Natural language region descriptions:
· · · · · · ·

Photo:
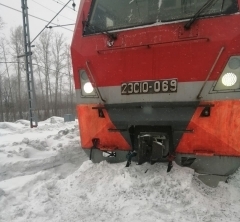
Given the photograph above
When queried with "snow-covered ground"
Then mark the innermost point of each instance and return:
(45, 176)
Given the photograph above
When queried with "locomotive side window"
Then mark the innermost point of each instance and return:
(107, 15)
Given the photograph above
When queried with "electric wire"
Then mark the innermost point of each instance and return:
(52, 10)
(33, 64)
(34, 16)
(61, 3)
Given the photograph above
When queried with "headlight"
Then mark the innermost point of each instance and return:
(229, 79)
(88, 88)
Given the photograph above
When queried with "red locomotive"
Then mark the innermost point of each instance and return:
(160, 78)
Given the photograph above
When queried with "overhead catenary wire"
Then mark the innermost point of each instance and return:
(52, 10)
(50, 21)
(61, 3)
(33, 16)
(33, 64)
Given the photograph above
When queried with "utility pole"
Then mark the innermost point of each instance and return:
(28, 66)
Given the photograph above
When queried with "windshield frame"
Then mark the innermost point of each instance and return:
(90, 29)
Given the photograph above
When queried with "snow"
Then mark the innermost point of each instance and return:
(45, 176)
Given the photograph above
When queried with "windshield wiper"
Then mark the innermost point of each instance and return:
(203, 8)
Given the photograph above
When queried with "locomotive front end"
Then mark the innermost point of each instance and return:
(160, 79)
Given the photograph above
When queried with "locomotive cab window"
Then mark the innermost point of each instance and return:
(109, 15)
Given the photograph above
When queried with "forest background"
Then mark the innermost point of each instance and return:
(52, 72)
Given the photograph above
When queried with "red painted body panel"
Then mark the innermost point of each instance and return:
(162, 52)
(91, 126)
(172, 51)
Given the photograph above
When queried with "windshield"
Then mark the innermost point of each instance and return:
(108, 15)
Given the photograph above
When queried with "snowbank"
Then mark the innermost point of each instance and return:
(45, 176)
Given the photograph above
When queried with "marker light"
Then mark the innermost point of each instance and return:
(229, 79)
(88, 88)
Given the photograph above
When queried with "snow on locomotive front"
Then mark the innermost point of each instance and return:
(161, 77)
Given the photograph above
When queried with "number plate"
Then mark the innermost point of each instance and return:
(146, 87)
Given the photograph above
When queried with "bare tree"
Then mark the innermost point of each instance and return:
(58, 65)
(17, 45)
(69, 78)
(43, 53)
(8, 91)
(1, 23)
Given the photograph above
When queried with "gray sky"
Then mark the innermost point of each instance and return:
(43, 9)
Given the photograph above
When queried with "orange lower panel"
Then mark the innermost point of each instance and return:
(218, 134)
(92, 126)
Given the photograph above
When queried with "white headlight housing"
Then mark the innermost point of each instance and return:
(229, 79)
(88, 88)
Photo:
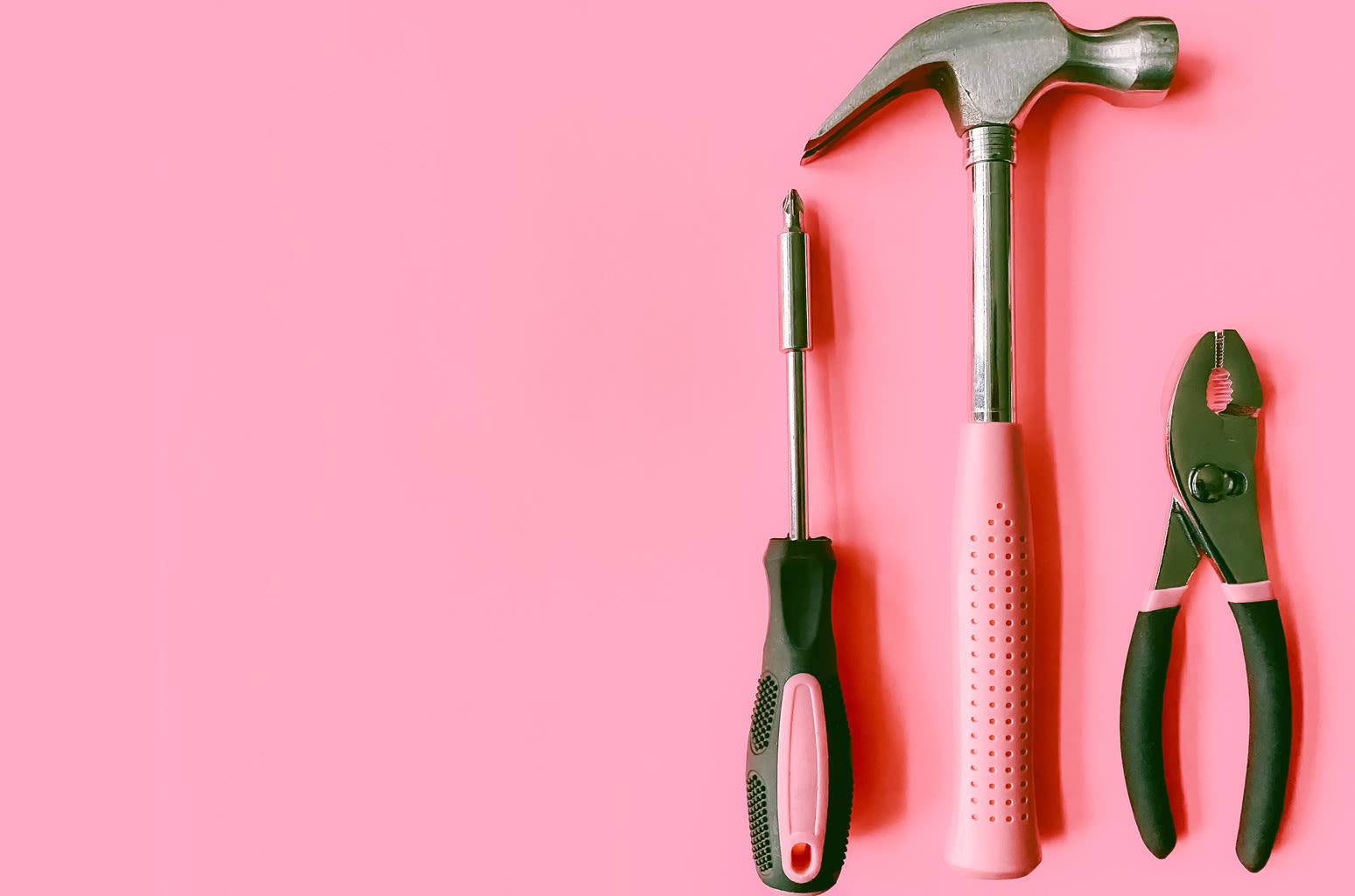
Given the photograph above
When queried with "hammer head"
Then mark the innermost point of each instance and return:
(991, 64)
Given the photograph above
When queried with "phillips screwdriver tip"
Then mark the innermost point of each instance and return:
(791, 206)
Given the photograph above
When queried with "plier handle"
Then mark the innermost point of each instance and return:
(1211, 451)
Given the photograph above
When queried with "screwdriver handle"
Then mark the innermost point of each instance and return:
(798, 773)
(993, 832)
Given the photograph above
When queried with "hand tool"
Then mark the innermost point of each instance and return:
(1211, 446)
(989, 64)
(798, 774)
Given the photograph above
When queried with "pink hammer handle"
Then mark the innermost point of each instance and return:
(993, 831)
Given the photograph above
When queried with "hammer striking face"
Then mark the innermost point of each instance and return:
(991, 64)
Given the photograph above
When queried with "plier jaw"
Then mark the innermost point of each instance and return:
(1211, 454)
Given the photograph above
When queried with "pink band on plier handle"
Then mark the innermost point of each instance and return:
(803, 778)
(1248, 592)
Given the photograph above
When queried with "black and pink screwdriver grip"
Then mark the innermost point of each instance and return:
(798, 774)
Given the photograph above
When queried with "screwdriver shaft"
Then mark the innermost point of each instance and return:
(794, 343)
(796, 392)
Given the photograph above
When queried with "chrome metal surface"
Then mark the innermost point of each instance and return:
(1211, 457)
(796, 342)
(796, 414)
(794, 278)
(991, 152)
(991, 63)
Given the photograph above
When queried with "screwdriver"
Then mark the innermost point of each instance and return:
(798, 773)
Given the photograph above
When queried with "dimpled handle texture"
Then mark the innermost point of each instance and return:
(798, 656)
(993, 831)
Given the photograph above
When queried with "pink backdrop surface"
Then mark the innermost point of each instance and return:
(472, 426)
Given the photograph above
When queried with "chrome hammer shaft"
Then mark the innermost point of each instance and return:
(991, 153)
(794, 343)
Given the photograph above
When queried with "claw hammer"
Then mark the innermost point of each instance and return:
(991, 64)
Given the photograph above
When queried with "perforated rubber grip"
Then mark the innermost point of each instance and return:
(993, 830)
(798, 774)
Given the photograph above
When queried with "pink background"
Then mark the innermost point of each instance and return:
(470, 436)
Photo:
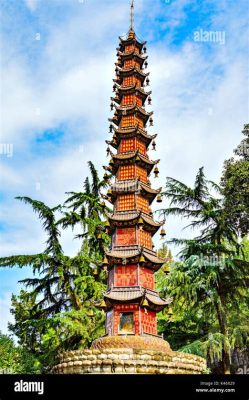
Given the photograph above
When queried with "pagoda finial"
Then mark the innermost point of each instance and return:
(132, 15)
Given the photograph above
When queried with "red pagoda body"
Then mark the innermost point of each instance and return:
(131, 300)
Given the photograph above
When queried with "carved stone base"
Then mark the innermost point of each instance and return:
(128, 361)
(131, 342)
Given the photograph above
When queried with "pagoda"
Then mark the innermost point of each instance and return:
(131, 344)
(131, 301)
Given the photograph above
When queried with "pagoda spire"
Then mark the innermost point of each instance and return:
(132, 16)
(131, 301)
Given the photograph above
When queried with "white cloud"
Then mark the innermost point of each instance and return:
(5, 316)
(31, 4)
(198, 111)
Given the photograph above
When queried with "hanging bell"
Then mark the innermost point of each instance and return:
(166, 270)
(162, 233)
(102, 304)
(140, 222)
(170, 312)
(105, 261)
(107, 224)
(156, 172)
(141, 259)
(145, 303)
(91, 313)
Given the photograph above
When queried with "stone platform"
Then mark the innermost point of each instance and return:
(107, 357)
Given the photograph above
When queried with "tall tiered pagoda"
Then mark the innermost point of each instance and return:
(131, 344)
(131, 300)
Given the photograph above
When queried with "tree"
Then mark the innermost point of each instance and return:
(57, 311)
(16, 360)
(211, 275)
(235, 184)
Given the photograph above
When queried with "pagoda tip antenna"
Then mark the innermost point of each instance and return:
(132, 14)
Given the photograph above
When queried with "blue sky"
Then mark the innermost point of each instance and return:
(56, 94)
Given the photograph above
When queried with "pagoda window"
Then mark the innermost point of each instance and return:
(149, 322)
(128, 64)
(126, 323)
(142, 204)
(139, 101)
(139, 122)
(141, 147)
(137, 50)
(126, 172)
(144, 238)
(129, 48)
(127, 145)
(126, 202)
(111, 278)
(137, 82)
(126, 275)
(127, 121)
(128, 81)
(136, 64)
(146, 277)
(125, 236)
(128, 99)
(142, 174)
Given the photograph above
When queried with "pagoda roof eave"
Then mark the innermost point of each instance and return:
(133, 154)
(132, 53)
(128, 294)
(134, 87)
(133, 185)
(134, 129)
(133, 70)
(132, 254)
(134, 107)
(133, 216)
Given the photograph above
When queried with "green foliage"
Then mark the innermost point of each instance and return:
(15, 359)
(210, 283)
(235, 184)
(57, 310)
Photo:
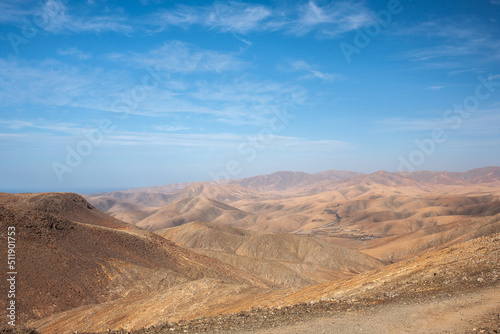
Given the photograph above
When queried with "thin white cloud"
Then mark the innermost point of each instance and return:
(450, 41)
(231, 16)
(435, 87)
(237, 17)
(68, 128)
(480, 122)
(51, 84)
(180, 57)
(72, 51)
(311, 71)
(56, 17)
(332, 20)
(171, 128)
(243, 18)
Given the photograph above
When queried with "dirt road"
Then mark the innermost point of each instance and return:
(473, 312)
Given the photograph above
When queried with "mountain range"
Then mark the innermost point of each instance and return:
(188, 254)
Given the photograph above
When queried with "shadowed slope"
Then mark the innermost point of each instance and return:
(286, 260)
(64, 264)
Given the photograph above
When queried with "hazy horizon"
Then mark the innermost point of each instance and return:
(105, 95)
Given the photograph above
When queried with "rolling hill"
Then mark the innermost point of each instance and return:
(284, 259)
(65, 262)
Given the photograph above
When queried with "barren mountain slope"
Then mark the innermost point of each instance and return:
(198, 208)
(453, 271)
(286, 260)
(122, 210)
(64, 264)
(66, 205)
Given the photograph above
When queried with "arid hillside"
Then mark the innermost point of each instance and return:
(391, 216)
(286, 260)
(65, 262)
(454, 271)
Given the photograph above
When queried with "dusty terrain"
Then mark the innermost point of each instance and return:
(286, 260)
(288, 252)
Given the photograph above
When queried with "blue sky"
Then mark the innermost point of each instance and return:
(102, 95)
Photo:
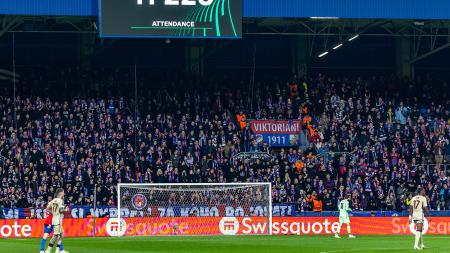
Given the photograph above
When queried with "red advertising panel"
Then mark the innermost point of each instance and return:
(170, 226)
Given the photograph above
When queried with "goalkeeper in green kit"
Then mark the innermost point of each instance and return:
(344, 209)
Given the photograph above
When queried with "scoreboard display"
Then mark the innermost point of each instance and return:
(171, 18)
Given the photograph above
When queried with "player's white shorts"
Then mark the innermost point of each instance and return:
(58, 230)
(417, 219)
(344, 219)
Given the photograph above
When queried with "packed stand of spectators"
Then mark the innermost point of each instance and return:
(376, 139)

· · · · · · ·

Among the entries, count the lines that hold "white". Reply with the count only.

4